* [Challenge] Update the items from the line with "Retail shelf-audit station: indicate every instance of the bare" up to and including the last line, replacing "planogram log" with "shelf record" and keeping everything else unchanged. Leave the pictures out of your answer.

---------- Record list ----------

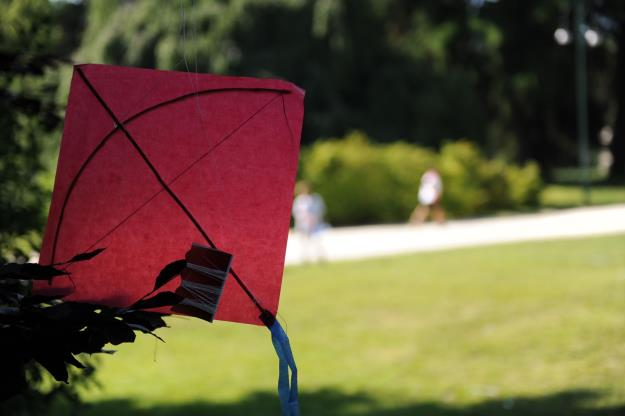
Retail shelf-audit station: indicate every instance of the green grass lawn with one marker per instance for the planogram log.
(567, 196)
(524, 329)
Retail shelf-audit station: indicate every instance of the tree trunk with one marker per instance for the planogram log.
(617, 170)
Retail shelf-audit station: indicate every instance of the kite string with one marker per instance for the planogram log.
(164, 185)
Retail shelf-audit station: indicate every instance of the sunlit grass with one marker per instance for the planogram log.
(566, 196)
(530, 328)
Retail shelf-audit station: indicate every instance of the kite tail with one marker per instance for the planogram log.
(287, 389)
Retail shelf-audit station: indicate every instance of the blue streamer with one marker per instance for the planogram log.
(286, 391)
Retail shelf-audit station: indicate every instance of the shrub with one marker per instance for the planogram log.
(363, 182)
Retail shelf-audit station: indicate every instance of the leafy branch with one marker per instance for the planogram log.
(52, 332)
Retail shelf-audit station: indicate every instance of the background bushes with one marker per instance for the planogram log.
(363, 182)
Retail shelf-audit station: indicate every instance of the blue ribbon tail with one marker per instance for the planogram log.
(287, 390)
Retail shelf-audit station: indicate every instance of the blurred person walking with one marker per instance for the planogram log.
(430, 193)
(308, 212)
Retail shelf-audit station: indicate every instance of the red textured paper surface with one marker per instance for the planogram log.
(226, 146)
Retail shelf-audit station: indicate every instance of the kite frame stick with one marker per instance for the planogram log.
(164, 185)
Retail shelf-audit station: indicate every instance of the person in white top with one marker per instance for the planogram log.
(308, 211)
(430, 193)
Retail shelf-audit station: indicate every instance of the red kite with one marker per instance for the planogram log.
(154, 161)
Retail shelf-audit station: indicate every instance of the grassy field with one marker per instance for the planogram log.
(525, 329)
(567, 196)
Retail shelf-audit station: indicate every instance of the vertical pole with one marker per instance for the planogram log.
(582, 100)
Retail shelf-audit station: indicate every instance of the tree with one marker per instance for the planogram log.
(424, 71)
(32, 46)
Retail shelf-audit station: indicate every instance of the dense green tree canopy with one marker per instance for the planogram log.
(32, 46)
(419, 71)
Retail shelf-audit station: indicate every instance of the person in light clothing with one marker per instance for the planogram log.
(308, 212)
(430, 193)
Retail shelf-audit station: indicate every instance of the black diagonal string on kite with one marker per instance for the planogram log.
(139, 114)
(164, 185)
(180, 174)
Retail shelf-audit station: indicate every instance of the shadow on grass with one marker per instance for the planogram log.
(332, 402)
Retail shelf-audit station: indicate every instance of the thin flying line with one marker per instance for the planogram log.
(127, 121)
(164, 185)
(175, 178)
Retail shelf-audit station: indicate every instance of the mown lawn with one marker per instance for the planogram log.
(567, 196)
(524, 329)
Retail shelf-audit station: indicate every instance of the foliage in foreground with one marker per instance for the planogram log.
(364, 182)
(51, 332)
(507, 330)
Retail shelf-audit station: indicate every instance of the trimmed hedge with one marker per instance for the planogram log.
(363, 182)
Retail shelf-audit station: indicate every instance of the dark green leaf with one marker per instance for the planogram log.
(70, 359)
(29, 271)
(149, 320)
(54, 362)
(159, 300)
(170, 271)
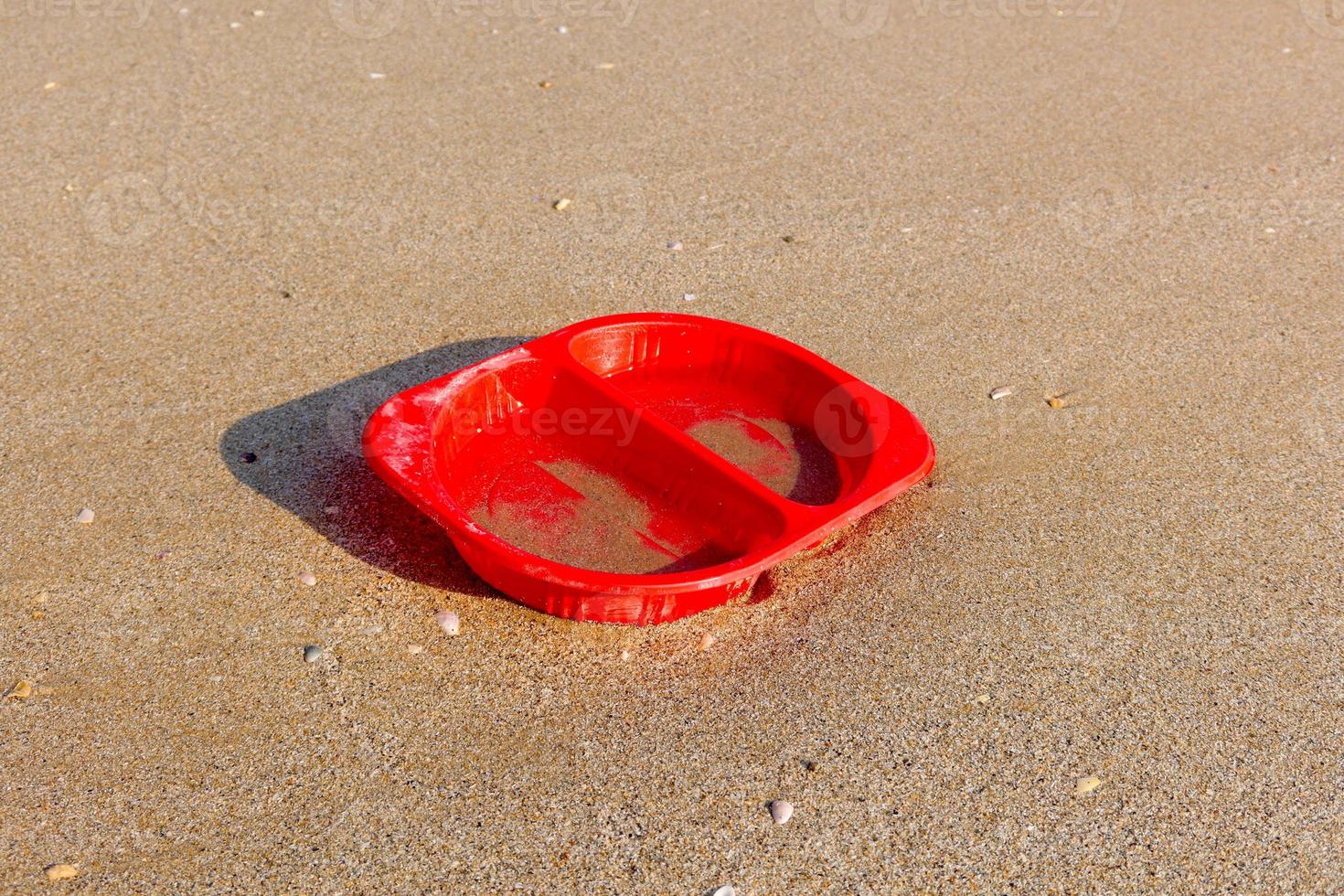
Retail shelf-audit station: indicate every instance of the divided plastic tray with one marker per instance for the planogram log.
(641, 468)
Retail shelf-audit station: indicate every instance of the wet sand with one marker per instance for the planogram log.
(228, 240)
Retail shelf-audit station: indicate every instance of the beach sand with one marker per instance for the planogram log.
(222, 240)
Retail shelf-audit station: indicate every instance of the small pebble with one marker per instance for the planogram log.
(62, 872)
(448, 621)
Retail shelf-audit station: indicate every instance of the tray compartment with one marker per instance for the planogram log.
(549, 464)
(740, 395)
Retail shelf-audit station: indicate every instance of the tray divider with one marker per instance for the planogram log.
(794, 513)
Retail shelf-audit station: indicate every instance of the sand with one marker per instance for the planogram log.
(225, 240)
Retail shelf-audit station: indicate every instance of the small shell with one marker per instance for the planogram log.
(448, 621)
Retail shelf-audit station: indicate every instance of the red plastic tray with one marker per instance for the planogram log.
(641, 468)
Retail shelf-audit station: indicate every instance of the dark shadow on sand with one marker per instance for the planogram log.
(305, 457)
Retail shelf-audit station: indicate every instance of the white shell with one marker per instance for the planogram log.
(1087, 784)
(448, 621)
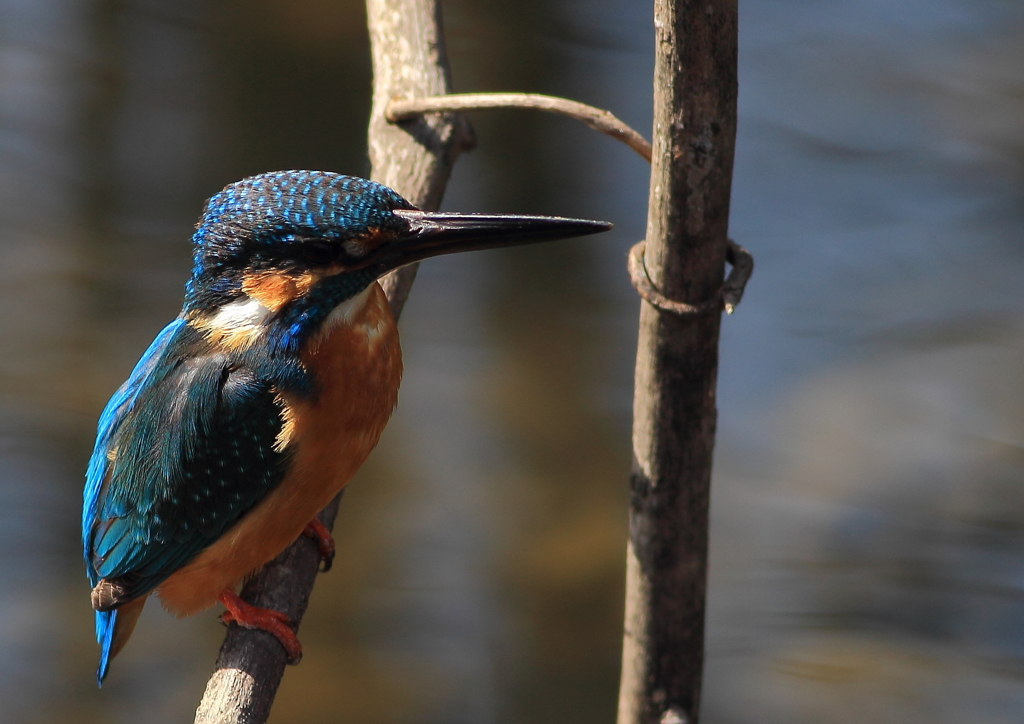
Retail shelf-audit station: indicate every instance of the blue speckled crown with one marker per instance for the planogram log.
(274, 208)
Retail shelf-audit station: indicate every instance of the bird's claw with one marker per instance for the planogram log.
(324, 540)
(272, 622)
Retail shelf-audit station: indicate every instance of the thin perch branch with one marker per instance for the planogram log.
(409, 57)
(407, 109)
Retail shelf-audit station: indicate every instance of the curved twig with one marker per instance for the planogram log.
(407, 109)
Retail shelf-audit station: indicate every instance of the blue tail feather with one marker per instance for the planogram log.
(105, 623)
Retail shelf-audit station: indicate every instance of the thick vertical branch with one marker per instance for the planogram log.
(677, 360)
(416, 160)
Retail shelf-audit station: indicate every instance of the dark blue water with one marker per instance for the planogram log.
(867, 514)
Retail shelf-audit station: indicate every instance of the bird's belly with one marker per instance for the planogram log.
(356, 363)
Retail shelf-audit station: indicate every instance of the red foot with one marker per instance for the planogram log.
(325, 542)
(270, 621)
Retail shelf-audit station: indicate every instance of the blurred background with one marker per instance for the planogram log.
(867, 548)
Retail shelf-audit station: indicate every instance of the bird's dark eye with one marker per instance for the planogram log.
(321, 252)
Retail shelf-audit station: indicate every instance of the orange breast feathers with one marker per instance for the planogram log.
(356, 362)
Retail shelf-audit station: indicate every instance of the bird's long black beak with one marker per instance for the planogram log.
(432, 233)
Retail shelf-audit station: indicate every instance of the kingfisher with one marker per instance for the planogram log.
(257, 403)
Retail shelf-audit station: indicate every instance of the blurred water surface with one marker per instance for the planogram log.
(867, 510)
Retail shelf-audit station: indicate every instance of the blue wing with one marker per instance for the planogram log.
(110, 421)
(184, 449)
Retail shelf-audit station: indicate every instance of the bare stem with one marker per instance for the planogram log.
(401, 110)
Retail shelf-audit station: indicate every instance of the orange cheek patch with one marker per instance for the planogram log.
(274, 290)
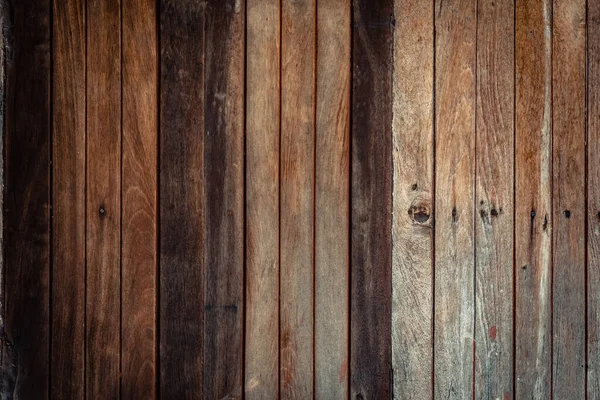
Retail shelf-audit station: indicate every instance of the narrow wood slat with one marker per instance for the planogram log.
(297, 197)
(412, 228)
(371, 193)
(568, 283)
(182, 207)
(139, 196)
(262, 199)
(224, 199)
(103, 199)
(332, 200)
(454, 198)
(68, 200)
(27, 198)
(494, 195)
(533, 198)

----------

* [Solution for this task]
Retail shelf-audit station: indicate every instance of the bare stem with one marker per instance for the shelf record.
(401, 110)
Retail shelf-audit station: indicate every instance of the orange cheek patch with one marker per instance for the shelf record.
(274, 290)
Retail shelf-audit station: indicate every instance of the narrow wood slat with one marker per instance for the shelf record.
(297, 197)
(412, 228)
(371, 193)
(568, 283)
(182, 207)
(139, 196)
(262, 199)
(224, 199)
(103, 199)
(332, 200)
(454, 198)
(68, 200)
(27, 198)
(494, 195)
(533, 198)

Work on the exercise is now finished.